• DESCRIPTION OF THE TASK: Please output the lines shown below exactly as they appear.

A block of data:
********************

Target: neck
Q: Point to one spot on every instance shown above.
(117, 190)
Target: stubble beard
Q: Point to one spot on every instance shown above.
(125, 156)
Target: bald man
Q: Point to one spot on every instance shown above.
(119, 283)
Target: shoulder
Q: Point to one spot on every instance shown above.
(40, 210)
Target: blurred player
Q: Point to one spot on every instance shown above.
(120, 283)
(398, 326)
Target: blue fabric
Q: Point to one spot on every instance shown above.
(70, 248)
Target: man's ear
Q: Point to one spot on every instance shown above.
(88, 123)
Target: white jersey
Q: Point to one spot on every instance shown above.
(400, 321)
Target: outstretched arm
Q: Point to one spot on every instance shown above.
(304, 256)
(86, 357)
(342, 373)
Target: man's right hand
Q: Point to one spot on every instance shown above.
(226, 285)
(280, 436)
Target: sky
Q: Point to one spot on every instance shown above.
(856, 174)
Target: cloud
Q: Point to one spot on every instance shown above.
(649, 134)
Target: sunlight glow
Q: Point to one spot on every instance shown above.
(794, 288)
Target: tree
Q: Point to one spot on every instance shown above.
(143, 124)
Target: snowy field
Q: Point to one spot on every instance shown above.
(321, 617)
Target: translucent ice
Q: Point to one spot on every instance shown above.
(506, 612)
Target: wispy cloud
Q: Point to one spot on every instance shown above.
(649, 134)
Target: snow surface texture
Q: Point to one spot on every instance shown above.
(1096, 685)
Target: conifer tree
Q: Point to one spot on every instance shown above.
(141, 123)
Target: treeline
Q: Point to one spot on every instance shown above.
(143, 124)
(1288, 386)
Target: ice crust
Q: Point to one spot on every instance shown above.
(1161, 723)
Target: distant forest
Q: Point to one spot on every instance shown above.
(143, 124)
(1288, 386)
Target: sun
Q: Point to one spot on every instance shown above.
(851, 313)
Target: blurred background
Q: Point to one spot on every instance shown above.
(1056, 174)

********************

• RESPONSE BELOW:
Target: neck
Q: Point to one spot on every instance shown above.
(117, 190)
Target: stubble beard
Q: Point to one spot on every instance shown above.
(125, 156)
Target: bald man
Q: Point to one spot on every instance shown above.
(119, 283)
Target: shoulder
Q: Point to one spot on every instance shown above.
(40, 210)
Target: blurred player
Q: Point to one spot on every instance shown above.
(120, 283)
(398, 326)
Target: blue fabric
Q: Point to one spot on every instance shown above.
(70, 248)
Target: man's ear
Q: Point to one spot on every instance shown above.
(88, 123)
Target: white jersey
Q: Point to one spot on every instance shown above.
(400, 321)
Target: outstretched arm
Q: Point to one spot on every instance shown above.
(304, 256)
(86, 357)
(342, 373)
Target: man's right hand
Q: Point to one spot on every instance shown above.
(226, 285)
(280, 436)
Target: sky
Q: Point to one spot on every instance shown above.
(856, 174)
Target: cloud
Q: Point to one spot on every instance shown above.
(649, 134)
Target: sunlight glow
Q: Point to one spot on every instance shown above.
(794, 288)
Target: tree
Q: Point to one spot on every instance shown above.
(143, 124)
Target: snowy field
Q: Point to one spot on every instance shown above.
(321, 617)
Target: translucent ice
Q: Point to one spot on every instance shown above.
(506, 612)
Target: wispy cloud
Q: Point to one spot on every instance shown above.
(649, 134)
Target: snow surface texture
Q: Point to one spot on every instance shown above.
(1096, 685)
Target: conifer tree
Q: Point to one spot on every instance shown above.
(141, 123)
Target: treeline
Q: Point to one spot on every instance shown above.
(143, 124)
(1288, 386)
Target: ice crust
Q: Point to one spot on every instance shown above.
(1161, 723)
Target: distant forest
Q: Point to one spot on every instance shown above.
(143, 124)
(1288, 386)
Target: sun
Q: Point to one spot on every instance shown above.
(851, 313)
Target: blurred background
Q: Point to one spot on every instance shown above.
(1056, 174)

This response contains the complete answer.